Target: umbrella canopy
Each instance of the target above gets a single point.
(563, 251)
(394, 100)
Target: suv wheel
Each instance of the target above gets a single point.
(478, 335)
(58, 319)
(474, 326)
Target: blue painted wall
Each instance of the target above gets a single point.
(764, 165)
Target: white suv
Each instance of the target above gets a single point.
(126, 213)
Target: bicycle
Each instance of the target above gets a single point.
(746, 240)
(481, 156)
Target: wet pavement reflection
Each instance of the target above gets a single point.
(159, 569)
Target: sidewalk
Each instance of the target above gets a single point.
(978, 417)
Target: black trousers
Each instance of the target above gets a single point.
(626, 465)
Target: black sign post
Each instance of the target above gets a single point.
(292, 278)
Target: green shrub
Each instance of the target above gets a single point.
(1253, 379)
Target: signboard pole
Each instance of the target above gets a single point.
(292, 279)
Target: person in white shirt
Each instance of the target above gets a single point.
---------------
WHAT THE EXERCISE ASKS:
Reproduce every one of the lines above verbatim, preserving their original order.

TASK RESULT:
Target: umbrella canopy
Each instance of the target above gets a single point.
(563, 251)
(394, 100)
Target: suv wheel
Each instance of the target above gets a single point.
(478, 335)
(58, 319)
(474, 326)
Target: blue painted wall
Each instance of the target above gets a single point.
(764, 165)
Target: white suv
Each instance of the target above gets a single point.
(126, 213)
Target: bicycle
Each instance of the target above gets a single point.
(746, 240)
(481, 156)
Target: wet pavement reflection
Each instance of the target above gets a single point.
(159, 569)
Target: sidewalk
Each instance of the target above gets a single point.
(978, 417)
Target: black trousers
Each instance of the target above gets a single point.
(626, 465)
Target: black sign post
Each instance of the target above gets a single point.
(292, 278)
Target: green shrub
Each instance of the target above gets a single point.
(1253, 379)
Target: signboard pole
Each instance of the target above gets a single point.
(292, 279)
Target: person in white shirt
Each instance of the target above gets a single point.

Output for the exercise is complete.